Problem details: Substitute "locate" for "pick out" throughout the listing below, keeping everything else unchanged, and omit any pictures from your answer.

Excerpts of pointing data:
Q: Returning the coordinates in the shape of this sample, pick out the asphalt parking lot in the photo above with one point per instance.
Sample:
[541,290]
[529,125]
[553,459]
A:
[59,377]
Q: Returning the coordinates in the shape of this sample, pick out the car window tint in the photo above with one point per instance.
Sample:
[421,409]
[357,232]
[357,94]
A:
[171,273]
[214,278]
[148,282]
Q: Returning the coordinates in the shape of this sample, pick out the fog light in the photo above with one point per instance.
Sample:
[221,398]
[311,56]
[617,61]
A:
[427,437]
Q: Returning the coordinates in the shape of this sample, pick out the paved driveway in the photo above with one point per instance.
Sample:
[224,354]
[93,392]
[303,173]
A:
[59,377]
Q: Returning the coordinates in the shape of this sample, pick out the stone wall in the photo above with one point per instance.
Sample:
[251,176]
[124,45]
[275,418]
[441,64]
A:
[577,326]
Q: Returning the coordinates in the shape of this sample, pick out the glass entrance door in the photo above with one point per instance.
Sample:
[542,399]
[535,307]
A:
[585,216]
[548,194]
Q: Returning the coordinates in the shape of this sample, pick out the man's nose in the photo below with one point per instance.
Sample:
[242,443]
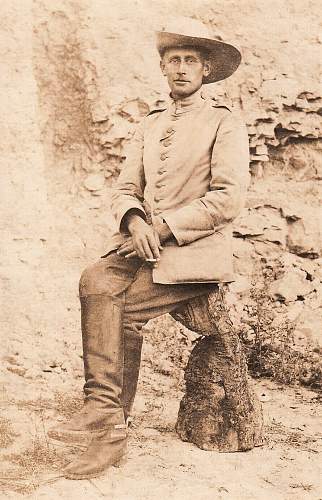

Answer to this exercise:
Q: Returning the coordinates in the shape of this sample, locate the asphalt parking lot in the photo above with one point per instance.
Sample:
[541,290]
[529,125]
[553,459]
A:
[59,377]
Q: Returning the coordinates in the shape of this sample, locate the car window tint in the photo above with one point per instance.
Sample:
[421,409]
[357,232]
[357,94]
A:
[171,273]
[214,278]
[148,282]
Q: Returning the coordinates in the shape of this sample, locate the fog light in the photo above with one point per instance.
Sample:
[221,398]
[311,56]
[617,61]
A:
[427,437]
Q: Returning the coordinates in the shape of this sample, locate the paved driveway in the photo above with one point per instance.
Sample:
[224,354]
[93,392]
[303,173]
A:
[59,377]
Q: Returning the coordinates in the shape of this sample, locate the stone wall in the photo above with one point per instance.
Sample:
[251,176]
[124,45]
[275,418]
[441,64]
A:
[577,326]
Q: Returning the coordinates in the shape of this sample, locate the glass entrance door in the photo above with one point per instance.
Sample:
[542,399]
[535,307]
A:
[585,216]
[548,194]
Q: Returning the coordinates in the shape of this sample, locate the man's nose in the photo below with one point per instance.
Sample:
[242,443]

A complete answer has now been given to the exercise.